Saturday, September 22, 2012

Voting God and Israel Out

God and Israel had a tough time of it at the Democrat National Convention a couple of weeks ago. Both were left out of the Democrat platform, which caused a furor requiring Obama’s intervention to get them back in. This launched a floor fight among delegates to the DNC to determine by voice vote if two-thirds of them agreed with their party’s leader – the President. The outcome wasn’t clear. It certainly wasn’t clear to the hapless Los Angeles mayor Antonio Villaraigosa, the convention chairman, who looked bewildered when the platform modification voice vote sounded overwhelmingly like a tie, if not a rejection. So the chairman called for the voice vote to be repeated, giving the ayes a second chance. Same results.

_Listed records_.
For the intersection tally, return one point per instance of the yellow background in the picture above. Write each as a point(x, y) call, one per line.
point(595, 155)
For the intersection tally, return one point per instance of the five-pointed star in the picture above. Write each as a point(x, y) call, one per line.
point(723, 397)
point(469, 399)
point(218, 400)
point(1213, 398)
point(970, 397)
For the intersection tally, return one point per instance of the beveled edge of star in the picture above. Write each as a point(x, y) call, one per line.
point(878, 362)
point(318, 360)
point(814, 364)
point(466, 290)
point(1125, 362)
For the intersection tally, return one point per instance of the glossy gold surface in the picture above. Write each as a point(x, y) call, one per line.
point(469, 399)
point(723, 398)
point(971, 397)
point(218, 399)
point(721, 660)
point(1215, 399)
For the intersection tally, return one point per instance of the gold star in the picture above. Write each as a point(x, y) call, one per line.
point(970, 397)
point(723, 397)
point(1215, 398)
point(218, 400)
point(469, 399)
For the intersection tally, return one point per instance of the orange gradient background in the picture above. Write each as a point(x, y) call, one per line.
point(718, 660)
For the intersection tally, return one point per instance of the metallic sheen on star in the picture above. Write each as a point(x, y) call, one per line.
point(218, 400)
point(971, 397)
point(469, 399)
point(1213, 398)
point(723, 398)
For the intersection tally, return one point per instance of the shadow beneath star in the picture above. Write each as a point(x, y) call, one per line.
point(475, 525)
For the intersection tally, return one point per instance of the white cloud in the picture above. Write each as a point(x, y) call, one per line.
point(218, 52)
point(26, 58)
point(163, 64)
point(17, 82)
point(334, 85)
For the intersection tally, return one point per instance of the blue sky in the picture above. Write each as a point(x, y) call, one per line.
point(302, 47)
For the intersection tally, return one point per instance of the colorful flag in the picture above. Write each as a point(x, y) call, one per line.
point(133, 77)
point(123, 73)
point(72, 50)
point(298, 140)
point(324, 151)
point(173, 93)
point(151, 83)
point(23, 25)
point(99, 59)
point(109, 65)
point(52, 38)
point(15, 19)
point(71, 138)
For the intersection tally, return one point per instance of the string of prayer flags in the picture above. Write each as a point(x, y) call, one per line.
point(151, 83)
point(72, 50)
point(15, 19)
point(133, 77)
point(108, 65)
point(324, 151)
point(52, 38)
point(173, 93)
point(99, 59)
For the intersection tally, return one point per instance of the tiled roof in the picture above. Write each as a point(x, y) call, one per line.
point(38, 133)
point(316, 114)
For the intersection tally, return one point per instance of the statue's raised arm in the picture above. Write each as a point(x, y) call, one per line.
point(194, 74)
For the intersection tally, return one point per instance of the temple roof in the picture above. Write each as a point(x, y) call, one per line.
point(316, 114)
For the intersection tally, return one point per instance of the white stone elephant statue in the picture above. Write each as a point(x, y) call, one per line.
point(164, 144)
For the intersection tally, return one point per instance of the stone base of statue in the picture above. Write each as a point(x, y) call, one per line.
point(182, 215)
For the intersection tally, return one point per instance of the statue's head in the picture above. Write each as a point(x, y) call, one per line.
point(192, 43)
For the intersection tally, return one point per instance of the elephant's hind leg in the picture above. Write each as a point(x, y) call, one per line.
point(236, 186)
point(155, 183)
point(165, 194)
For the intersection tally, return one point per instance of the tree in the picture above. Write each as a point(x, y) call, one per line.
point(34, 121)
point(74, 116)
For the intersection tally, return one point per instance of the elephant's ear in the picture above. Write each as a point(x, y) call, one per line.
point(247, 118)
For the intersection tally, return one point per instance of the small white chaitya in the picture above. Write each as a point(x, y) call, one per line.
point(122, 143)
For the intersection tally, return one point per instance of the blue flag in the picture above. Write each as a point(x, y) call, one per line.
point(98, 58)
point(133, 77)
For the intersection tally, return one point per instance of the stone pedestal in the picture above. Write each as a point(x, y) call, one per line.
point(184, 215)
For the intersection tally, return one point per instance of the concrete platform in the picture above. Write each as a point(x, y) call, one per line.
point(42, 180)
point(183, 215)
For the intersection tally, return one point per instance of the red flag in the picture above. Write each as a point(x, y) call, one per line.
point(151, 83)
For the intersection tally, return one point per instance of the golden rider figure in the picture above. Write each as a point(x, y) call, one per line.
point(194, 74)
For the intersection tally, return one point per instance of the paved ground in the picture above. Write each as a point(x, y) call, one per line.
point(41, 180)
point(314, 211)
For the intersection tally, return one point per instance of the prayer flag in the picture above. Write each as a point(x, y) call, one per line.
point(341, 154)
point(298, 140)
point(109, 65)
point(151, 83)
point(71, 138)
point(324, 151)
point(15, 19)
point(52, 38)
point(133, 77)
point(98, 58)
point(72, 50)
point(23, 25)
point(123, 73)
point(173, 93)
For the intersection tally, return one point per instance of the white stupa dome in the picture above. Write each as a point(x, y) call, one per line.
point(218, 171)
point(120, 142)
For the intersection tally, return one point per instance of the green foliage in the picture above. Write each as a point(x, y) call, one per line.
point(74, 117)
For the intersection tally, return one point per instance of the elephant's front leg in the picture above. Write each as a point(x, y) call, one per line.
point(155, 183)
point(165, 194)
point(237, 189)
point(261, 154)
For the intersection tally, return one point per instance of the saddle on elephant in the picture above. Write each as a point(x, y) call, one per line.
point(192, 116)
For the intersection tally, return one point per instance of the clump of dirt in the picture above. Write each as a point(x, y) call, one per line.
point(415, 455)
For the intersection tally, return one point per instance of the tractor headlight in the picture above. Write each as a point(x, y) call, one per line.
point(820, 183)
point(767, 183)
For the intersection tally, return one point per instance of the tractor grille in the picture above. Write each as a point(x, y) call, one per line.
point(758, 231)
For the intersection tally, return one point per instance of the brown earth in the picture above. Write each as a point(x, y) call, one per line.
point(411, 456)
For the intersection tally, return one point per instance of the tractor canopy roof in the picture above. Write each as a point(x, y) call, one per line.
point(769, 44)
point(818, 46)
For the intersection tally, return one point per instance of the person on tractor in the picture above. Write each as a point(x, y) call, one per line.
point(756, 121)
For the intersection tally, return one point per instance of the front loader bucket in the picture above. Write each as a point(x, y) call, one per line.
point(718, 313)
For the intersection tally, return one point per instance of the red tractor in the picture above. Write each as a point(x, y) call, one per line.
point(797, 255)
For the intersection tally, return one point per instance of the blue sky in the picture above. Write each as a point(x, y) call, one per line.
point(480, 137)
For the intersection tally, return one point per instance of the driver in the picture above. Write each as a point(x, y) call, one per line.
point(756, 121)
* * *
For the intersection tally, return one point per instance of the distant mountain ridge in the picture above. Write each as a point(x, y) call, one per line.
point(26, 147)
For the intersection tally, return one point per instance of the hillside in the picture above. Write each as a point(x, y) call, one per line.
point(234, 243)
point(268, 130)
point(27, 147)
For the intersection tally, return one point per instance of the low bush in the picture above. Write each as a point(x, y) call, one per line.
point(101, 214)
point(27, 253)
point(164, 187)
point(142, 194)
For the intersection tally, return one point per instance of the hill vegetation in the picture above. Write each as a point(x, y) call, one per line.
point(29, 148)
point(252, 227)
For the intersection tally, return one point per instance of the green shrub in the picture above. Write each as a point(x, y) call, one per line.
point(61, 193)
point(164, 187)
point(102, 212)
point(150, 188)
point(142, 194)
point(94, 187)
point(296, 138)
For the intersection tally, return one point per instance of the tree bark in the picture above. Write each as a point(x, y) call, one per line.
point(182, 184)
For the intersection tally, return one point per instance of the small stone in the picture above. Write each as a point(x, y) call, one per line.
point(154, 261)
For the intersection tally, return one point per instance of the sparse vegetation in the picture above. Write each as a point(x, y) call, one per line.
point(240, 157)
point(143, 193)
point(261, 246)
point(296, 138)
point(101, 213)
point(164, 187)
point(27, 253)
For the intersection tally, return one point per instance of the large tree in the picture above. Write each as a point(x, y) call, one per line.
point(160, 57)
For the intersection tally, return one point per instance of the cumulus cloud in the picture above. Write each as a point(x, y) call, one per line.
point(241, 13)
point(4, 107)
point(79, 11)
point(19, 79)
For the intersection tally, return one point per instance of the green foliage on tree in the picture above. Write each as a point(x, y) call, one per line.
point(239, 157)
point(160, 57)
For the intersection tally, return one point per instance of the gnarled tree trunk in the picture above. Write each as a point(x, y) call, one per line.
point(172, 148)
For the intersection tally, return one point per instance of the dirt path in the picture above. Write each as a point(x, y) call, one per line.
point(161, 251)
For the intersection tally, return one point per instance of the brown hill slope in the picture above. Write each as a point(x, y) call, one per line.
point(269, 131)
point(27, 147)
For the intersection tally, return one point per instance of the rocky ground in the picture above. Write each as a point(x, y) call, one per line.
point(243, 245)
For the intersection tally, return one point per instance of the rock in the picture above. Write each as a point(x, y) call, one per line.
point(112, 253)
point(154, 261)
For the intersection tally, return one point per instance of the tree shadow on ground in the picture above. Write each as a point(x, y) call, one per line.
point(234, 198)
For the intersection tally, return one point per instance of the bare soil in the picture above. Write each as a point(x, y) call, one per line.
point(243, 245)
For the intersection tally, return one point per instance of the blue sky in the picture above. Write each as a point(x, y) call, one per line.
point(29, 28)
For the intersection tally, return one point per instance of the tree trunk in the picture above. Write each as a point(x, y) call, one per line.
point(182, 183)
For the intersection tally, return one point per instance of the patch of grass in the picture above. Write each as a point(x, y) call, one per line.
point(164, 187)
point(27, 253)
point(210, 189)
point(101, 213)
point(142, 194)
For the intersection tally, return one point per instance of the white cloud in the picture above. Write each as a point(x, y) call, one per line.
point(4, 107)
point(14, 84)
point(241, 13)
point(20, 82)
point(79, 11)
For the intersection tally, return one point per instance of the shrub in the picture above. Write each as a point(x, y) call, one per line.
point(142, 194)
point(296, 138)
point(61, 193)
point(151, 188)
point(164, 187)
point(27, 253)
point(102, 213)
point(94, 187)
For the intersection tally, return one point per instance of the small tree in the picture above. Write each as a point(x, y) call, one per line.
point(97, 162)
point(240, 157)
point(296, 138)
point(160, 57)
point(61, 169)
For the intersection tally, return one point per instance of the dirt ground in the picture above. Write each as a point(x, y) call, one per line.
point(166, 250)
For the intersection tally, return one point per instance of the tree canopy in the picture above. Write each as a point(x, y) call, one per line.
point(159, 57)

_Requests_.
• A. Write out word for word the part of the post about the convention platform starting with "God and Israel had" and going on through "chance. Same results.".
• B. In the post about the convention platform, who chaired the convention?
The rows stand apart from the post about the convention platform and have no connection to it.

_Correct answers_.
• A.
God and Israel had a tough time of it at the Democrat National Convention a couple of weeks ago. Both were left out of the Democrat platform, which caused a furor requiring Obama’s intervention to get them back in. This launched a floor fight among delegates to the DNC to determine by voice vote if two-thirds of them agreed with their party’s leader – the President. The outcome wasn’t clear. It certainly wasn’t clear to the hapless Los Angeles mayor Antonio Villaraigosa, the convention chairman, who looked bewildered when the platform modification voice vote sounded overwhelmingly like a tie, if not a rejection. So the chairman called for the voice vote to be repeated, giving the ayes a second chance. Same results.

• B. Los Angeles mayor Antonio Villaraigosa.